- _What is asked_: Print the data below unchanged, line for line.
+---+
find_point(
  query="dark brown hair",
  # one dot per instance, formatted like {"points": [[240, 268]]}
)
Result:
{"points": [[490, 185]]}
+---+
- _Final answer_:
find_point(
  query="dark brown hair",
  # one dot per instance, formatted like {"points": [[240, 268]]}
)
Result:
{"points": [[490, 185]]}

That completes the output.